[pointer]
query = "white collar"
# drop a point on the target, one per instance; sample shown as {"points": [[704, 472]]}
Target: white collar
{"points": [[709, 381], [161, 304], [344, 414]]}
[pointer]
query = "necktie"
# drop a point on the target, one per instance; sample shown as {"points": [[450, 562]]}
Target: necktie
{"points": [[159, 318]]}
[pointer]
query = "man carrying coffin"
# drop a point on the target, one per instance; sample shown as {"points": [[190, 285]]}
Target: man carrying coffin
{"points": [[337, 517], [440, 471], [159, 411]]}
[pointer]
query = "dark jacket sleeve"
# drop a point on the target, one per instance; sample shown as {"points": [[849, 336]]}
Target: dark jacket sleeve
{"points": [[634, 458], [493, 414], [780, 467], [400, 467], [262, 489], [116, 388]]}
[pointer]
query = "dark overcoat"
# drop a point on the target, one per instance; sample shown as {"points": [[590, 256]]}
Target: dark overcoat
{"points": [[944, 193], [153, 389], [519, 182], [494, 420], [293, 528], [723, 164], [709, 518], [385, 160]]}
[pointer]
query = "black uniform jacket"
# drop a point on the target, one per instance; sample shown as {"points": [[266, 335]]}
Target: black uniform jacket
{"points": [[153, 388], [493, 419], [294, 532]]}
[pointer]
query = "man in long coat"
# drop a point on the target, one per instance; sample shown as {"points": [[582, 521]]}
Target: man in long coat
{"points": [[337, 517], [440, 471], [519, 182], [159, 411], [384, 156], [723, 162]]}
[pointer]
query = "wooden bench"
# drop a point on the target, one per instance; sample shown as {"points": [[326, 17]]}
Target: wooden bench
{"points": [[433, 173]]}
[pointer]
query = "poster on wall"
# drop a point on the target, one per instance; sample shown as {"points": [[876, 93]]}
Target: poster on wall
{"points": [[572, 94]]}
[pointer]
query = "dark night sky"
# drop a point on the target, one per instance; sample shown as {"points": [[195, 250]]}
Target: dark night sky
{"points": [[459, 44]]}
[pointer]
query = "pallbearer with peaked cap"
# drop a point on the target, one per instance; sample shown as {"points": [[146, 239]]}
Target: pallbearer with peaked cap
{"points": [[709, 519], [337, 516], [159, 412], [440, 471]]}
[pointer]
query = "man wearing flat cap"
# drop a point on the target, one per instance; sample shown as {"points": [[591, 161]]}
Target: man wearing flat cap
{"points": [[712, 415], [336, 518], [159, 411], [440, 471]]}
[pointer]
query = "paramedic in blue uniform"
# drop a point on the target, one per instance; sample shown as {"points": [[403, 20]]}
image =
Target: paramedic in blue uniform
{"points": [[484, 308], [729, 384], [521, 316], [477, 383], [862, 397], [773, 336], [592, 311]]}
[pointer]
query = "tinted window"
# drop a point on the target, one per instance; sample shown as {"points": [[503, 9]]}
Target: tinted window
──────────────────────────────
→ TO BE DONE
Retype the data in full and match it exactly.

→ SOLUTION
[pointer]
query = "white collar"
# drop a point on the target, one per instance; sample shown as {"points": [[704, 472]]}
Target: white collar
{"points": [[709, 381], [161, 304], [344, 414]]}
[pointer]
query = "necktie"
# drop a point on the target, one per instance; sample shown as {"points": [[450, 562]]}
Target: necktie
{"points": [[159, 318]]}
[pointer]
query = "man carrying coffin"
# drop a point on the target, one per instance; sample shown as {"points": [[190, 285]]}
Target: man carrying coffin
{"points": [[337, 517], [440, 471], [159, 411]]}
[pointer]
query = "dark jacket sleeve"
# drop a point on the target, one per instance; sample shown as {"points": [[849, 336]]}
Target: dark jacket sleeve
{"points": [[634, 458], [493, 414], [780, 467], [400, 467], [262, 489], [116, 388]]}
[pointer]
query = "dark overcoat"
# drop a point on the target, one per instance; sample shown as {"points": [[590, 256]]}
Target: dark overcoat
{"points": [[944, 193], [153, 389], [519, 182], [494, 420], [293, 528], [723, 164], [709, 518], [385, 160]]}
[pointer]
query = "black uniform jacket"
# drop a point on the target, one per instance; sample shown as {"points": [[266, 335]]}
Target: black uniform jacket
{"points": [[153, 388], [493, 419], [294, 532]]}
[pointer]
query = "man in long coat"
# drop a point on the target, one per instance; sample shown as {"points": [[582, 521]]}
Target: man in long coat
{"points": [[337, 517], [440, 471], [519, 182], [159, 411], [384, 156], [723, 162]]}
[pointer]
query = "wooden bench"
# drop a point on the target, one per instance; sample shown as {"points": [[326, 17]]}
Target: wooden bench
{"points": [[433, 173]]}
[pointer]
query = "poster on wall"
# drop a point on the target, one per instance; sample shown as {"points": [[876, 93]]}
Target: poster on wall
{"points": [[572, 94]]}
[pointer]
query = "dark night sky"
# drop a point on the target, one per instance; sample shown as {"points": [[195, 250]]}
Target: dark night sky
{"points": [[459, 44]]}
[pointer]
query = "pallbearer with peaked cap"
# drop a point on the target, one per instance; sample shown as {"points": [[146, 239]]}
Target: pallbearer with peaked cap
{"points": [[709, 519], [337, 516], [159, 412], [440, 471]]}
[pointer]
query = "man wearing flat cap"
# drop a point on the target, one per instance; sample shown as {"points": [[591, 161]]}
Target: man wearing flat cap
{"points": [[712, 415], [336, 518], [159, 411], [440, 471]]}
[pointer]
query = "paramedic in blue uniform"
# drop a point on the target, one per instance; sample shown as {"points": [[403, 20]]}
image =
Target: paramedic in blue uniform
{"points": [[484, 308], [729, 384], [521, 316], [477, 383], [862, 397], [773, 336], [592, 311]]}
[pointer]
query = "tinted window"
# drop a point on the target, one per instance; sample shown as {"points": [[503, 9]]}
Target: tinted window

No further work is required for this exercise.